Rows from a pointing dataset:
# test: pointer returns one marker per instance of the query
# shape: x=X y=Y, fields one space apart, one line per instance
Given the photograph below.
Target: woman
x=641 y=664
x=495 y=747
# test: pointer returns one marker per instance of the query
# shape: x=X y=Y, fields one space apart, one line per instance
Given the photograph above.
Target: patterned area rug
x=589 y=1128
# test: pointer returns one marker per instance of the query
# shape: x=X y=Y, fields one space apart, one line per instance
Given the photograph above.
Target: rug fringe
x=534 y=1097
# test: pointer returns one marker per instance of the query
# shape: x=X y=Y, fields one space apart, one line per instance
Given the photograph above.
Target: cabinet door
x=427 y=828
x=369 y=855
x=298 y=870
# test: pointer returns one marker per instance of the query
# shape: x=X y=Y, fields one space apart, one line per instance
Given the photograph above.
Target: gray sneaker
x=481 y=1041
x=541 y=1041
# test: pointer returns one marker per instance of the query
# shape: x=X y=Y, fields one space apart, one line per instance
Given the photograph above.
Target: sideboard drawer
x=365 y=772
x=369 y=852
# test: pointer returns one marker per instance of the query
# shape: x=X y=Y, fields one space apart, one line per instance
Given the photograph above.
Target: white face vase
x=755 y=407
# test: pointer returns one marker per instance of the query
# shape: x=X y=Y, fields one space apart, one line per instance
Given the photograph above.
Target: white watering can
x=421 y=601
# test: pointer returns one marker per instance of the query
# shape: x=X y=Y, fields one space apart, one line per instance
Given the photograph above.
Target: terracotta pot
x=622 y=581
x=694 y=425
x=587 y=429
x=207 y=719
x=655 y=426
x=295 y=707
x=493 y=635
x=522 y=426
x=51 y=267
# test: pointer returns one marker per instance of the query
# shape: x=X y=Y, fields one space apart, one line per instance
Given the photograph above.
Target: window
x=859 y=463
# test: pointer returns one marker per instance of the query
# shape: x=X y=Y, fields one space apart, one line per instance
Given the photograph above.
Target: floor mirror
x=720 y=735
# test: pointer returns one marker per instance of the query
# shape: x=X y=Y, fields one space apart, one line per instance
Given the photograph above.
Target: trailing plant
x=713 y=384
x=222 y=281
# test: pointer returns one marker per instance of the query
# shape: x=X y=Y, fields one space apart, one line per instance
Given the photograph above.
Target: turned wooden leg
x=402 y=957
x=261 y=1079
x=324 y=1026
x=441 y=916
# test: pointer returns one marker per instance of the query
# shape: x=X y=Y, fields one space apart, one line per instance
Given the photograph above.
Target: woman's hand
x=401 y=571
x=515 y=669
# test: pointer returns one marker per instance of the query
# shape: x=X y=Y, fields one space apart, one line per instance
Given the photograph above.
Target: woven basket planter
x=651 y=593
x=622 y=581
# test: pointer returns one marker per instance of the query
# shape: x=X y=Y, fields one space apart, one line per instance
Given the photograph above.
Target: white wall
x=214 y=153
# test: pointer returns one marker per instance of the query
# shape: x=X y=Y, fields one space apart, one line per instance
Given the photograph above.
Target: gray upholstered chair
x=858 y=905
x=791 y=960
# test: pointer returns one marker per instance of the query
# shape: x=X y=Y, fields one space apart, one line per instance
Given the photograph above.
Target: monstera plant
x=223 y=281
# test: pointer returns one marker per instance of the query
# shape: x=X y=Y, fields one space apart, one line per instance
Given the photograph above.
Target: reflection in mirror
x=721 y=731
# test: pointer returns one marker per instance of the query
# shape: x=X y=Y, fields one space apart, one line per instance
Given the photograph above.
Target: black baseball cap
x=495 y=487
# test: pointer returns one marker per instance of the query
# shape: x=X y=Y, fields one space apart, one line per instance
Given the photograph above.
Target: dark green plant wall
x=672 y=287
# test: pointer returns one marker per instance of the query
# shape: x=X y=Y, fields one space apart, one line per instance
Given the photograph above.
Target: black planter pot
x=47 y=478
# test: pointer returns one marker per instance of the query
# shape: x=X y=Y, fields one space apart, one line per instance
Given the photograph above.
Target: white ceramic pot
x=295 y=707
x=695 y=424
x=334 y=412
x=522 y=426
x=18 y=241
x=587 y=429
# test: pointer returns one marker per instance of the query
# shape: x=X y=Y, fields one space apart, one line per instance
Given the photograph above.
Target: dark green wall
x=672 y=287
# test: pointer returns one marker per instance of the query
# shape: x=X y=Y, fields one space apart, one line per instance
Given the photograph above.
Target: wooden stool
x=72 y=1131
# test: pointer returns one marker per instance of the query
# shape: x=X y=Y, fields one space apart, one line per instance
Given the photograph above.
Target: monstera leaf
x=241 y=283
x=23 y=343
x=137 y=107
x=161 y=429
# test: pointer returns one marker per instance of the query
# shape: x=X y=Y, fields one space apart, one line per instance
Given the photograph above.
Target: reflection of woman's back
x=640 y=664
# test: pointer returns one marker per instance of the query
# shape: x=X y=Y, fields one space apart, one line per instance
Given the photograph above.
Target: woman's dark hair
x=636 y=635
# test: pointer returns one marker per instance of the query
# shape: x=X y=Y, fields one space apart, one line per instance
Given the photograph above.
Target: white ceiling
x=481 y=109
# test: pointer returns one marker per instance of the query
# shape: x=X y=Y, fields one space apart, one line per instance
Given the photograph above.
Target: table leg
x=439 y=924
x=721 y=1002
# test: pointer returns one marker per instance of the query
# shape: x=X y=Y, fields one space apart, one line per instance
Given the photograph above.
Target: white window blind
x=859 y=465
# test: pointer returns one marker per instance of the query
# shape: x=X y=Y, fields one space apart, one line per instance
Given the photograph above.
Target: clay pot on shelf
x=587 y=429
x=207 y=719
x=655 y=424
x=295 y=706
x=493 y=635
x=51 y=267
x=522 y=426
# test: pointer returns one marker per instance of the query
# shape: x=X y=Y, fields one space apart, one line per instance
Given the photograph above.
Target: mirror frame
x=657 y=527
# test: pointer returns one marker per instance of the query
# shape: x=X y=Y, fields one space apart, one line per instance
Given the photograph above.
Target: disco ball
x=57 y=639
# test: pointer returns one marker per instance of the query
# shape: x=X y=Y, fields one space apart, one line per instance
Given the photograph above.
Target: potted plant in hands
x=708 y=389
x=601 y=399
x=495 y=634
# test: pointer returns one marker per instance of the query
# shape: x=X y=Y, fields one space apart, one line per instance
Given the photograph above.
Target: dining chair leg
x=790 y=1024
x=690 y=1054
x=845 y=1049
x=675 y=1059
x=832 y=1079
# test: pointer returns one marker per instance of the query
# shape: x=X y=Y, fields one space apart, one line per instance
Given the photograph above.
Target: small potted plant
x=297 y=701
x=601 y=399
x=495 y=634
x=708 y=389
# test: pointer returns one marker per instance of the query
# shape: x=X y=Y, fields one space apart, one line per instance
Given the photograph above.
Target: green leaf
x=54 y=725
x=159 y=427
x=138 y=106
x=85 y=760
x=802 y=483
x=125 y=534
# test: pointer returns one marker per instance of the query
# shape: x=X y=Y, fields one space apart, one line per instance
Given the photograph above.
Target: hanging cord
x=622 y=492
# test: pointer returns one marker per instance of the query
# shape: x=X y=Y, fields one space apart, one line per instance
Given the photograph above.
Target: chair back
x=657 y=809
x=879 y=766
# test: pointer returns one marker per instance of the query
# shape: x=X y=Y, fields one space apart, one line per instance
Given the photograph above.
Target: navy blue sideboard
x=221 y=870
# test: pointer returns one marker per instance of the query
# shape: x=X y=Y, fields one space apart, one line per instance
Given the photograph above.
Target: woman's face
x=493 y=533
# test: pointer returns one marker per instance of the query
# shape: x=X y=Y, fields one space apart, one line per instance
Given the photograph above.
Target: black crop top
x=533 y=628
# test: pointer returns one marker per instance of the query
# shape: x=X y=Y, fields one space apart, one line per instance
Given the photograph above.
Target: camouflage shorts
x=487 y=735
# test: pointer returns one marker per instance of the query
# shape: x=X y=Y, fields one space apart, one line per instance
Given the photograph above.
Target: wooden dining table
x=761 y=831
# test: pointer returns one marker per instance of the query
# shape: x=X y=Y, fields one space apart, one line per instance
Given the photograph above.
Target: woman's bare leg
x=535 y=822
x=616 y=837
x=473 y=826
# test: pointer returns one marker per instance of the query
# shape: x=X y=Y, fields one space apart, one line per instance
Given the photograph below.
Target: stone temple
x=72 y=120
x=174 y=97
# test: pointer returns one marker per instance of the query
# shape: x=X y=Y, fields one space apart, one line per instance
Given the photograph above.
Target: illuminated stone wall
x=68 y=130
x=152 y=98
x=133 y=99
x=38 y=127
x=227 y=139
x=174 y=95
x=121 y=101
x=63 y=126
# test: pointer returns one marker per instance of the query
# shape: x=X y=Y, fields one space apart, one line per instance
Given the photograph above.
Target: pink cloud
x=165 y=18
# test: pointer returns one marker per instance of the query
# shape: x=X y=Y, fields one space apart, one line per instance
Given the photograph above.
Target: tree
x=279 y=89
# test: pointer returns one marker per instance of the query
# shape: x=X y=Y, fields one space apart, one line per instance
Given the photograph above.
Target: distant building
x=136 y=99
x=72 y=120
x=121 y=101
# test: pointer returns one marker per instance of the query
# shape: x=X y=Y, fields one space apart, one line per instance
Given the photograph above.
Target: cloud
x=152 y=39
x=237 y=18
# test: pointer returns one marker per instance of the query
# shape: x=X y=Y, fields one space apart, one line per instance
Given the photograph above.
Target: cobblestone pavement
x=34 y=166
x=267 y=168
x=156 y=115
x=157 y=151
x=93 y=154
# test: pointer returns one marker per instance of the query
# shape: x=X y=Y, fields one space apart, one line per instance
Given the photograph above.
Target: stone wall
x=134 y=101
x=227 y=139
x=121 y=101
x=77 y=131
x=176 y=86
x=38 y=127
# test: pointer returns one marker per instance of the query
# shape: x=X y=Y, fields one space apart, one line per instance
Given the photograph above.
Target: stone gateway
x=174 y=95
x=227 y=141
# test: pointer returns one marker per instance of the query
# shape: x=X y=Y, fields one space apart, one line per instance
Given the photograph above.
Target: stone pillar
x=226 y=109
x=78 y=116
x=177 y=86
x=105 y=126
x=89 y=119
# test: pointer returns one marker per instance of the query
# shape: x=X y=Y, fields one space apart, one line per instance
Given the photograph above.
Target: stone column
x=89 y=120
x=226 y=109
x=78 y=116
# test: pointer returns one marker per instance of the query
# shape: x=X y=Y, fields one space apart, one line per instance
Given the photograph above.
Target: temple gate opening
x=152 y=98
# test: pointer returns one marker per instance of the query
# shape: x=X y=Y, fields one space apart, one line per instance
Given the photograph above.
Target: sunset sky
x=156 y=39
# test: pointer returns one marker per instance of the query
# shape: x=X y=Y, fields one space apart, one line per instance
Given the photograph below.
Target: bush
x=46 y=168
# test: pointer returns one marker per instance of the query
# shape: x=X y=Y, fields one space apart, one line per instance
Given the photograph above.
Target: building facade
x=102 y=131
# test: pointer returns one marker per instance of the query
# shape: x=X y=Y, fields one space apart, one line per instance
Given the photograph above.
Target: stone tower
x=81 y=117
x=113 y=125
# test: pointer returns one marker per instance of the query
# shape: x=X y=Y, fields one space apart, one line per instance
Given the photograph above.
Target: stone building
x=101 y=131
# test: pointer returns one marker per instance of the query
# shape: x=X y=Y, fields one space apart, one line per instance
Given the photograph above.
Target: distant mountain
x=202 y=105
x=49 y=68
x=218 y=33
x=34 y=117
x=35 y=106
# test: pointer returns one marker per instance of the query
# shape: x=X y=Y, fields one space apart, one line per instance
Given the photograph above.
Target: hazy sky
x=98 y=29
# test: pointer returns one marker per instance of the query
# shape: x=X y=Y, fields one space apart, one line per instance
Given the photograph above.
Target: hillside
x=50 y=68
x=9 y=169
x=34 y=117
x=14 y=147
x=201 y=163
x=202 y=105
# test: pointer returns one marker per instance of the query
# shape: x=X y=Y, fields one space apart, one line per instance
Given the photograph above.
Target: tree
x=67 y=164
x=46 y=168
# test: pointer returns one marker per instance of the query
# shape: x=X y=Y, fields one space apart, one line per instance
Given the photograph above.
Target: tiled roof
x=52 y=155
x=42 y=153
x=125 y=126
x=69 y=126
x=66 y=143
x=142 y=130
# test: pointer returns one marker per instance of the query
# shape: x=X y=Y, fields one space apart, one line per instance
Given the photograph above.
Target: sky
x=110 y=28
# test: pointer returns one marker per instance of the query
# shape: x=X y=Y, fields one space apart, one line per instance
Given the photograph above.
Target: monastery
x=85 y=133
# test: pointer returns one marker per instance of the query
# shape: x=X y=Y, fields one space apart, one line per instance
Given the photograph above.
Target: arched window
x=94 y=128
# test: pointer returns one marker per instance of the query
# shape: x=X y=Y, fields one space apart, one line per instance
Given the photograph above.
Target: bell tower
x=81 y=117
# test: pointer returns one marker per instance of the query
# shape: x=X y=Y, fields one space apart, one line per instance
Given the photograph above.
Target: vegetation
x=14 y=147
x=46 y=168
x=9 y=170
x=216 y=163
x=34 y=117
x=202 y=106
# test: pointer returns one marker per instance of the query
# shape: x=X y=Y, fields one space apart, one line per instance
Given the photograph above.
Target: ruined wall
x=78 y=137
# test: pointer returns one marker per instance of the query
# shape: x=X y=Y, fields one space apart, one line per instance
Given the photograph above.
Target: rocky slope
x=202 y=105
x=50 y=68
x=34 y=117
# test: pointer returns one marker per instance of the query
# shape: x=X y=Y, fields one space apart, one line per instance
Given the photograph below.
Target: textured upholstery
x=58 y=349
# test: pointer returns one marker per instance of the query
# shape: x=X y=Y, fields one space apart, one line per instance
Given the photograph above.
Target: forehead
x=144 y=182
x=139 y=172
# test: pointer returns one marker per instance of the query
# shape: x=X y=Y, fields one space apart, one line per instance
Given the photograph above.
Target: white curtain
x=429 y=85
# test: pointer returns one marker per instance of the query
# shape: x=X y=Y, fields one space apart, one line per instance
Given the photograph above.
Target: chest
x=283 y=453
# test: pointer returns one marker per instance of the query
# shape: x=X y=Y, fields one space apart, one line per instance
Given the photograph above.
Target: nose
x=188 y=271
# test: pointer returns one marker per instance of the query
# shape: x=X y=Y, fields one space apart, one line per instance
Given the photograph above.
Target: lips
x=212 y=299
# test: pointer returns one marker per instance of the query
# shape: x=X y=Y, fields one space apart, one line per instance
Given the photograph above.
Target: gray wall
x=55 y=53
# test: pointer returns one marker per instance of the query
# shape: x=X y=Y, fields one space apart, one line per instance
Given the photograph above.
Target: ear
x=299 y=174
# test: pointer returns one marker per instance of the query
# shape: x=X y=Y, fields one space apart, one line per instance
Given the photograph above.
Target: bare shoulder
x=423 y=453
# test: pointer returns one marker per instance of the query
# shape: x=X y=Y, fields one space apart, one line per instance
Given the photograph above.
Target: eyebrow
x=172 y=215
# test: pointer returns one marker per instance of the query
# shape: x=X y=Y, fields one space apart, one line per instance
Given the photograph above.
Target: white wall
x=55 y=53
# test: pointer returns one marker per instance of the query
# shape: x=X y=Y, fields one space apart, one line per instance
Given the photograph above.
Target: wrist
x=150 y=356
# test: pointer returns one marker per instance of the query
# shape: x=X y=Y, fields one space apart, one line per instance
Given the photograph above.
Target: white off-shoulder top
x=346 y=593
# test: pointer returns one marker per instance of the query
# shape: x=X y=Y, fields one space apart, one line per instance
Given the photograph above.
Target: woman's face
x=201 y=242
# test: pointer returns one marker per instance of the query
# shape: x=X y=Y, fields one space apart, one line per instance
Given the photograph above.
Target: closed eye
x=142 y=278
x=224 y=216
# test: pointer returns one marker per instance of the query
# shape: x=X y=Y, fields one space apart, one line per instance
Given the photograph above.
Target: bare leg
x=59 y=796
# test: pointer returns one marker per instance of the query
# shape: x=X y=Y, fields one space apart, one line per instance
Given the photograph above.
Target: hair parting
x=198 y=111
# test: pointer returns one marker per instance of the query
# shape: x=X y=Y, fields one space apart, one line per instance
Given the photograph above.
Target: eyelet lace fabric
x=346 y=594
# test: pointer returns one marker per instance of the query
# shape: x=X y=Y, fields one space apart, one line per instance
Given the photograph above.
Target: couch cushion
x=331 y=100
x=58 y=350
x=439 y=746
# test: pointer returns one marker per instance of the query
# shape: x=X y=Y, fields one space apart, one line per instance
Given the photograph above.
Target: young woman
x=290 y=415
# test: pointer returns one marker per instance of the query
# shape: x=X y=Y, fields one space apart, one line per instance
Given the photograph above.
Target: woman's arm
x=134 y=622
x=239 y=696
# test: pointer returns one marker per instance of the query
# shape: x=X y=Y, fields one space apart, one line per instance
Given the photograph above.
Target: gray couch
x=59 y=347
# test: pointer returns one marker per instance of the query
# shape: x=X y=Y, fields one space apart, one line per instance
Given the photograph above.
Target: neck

> Exercise prompt
How many lines in the entries above contain the word "back"? Reply with the number only.

> Exercise result
2